Raw data
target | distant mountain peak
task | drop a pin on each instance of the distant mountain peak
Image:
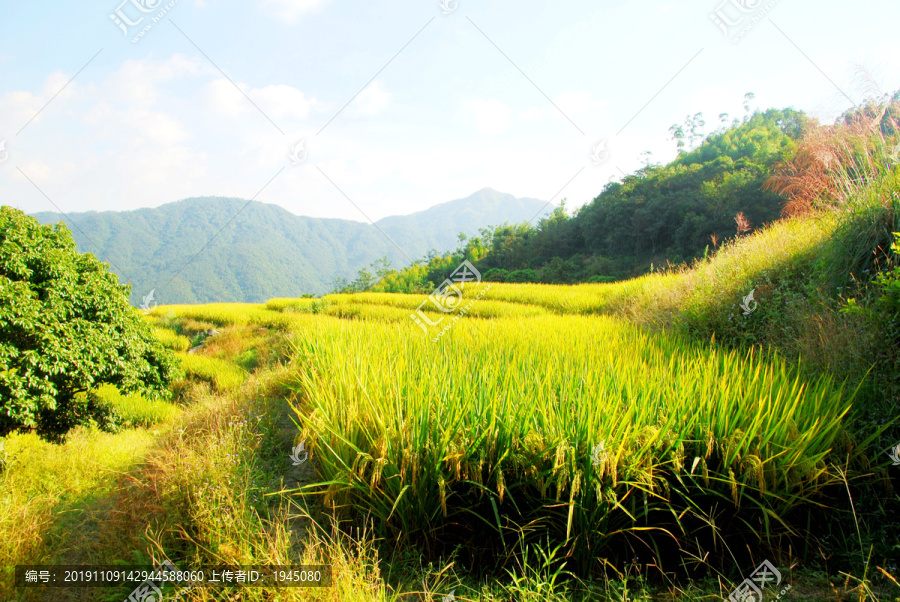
(257, 251)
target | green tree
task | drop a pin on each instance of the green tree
(66, 327)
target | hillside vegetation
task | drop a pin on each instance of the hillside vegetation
(651, 438)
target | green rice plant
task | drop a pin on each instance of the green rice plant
(223, 375)
(171, 339)
(223, 314)
(585, 425)
(135, 410)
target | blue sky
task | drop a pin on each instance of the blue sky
(511, 95)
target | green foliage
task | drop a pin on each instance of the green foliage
(66, 327)
(259, 251)
(665, 212)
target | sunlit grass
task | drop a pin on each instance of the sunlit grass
(224, 375)
(419, 434)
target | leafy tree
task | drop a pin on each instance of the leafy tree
(66, 327)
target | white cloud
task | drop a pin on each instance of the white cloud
(491, 116)
(371, 100)
(278, 101)
(291, 10)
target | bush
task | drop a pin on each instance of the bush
(66, 327)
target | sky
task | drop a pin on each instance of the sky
(360, 110)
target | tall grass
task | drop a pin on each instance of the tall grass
(433, 442)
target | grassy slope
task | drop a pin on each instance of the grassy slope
(203, 482)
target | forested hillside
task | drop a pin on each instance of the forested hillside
(662, 214)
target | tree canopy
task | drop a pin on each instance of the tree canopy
(66, 327)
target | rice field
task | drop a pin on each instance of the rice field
(534, 414)
(553, 420)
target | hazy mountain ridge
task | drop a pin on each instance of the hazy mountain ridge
(266, 251)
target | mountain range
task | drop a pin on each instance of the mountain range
(216, 249)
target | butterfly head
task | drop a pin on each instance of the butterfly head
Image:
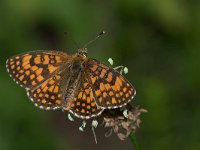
(82, 52)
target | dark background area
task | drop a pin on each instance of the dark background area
(158, 40)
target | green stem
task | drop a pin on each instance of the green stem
(134, 141)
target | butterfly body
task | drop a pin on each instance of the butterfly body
(81, 85)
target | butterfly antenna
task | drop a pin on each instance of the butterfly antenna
(73, 41)
(99, 35)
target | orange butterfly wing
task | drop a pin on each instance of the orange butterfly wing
(110, 88)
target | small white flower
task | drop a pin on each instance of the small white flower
(125, 70)
(84, 124)
(94, 123)
(110, 60)
(70, 117)
(81, 129)
(125, 113)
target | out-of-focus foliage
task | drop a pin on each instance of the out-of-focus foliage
(158, 40)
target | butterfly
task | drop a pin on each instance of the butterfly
(75, 83)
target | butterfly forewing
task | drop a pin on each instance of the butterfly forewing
(49, 94)
(110, 88)
(33, 68)
(84, 105)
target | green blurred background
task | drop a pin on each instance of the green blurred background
(158, 40)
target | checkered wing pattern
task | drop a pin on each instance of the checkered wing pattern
(40, 72)
(110, 88)
(84, 105)
(33, 68)
(49, 94)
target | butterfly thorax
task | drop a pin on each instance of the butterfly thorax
(76, 71)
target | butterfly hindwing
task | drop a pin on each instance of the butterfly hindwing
(83, 105)
(110, 88)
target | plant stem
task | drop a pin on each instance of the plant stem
(134, 141)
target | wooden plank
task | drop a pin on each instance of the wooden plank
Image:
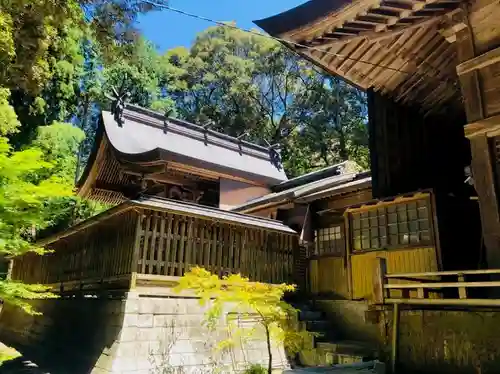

About this task
Extract, verbatim and alone, the lines from the line that contains "the green blurred background" to the last line of the records, inclusive; drop any picture.

Answer for the task
task | drop a pin on each instance of the green blurred background
(158, 40)
target | checkered wing pattern
task | drop a pin on each instance of the checkered wing pattern
(40, 72)
(110, 88)
(84, 105)
(33, 68)
(49, 94)
target | butterfly thorax
task | drop a pin on each instance of the butterfly thorax
(76, 71)
target | butterfly hindwing
task | drop a pin on each instance of the butterfly hindwing
(83, 105)
(110, 88)
target | plant stem
task | drop a pin on each instance of the plant stem
(134, 141)
target | wooden plank
task | drop a pin on each instance of the wooden plank
Image:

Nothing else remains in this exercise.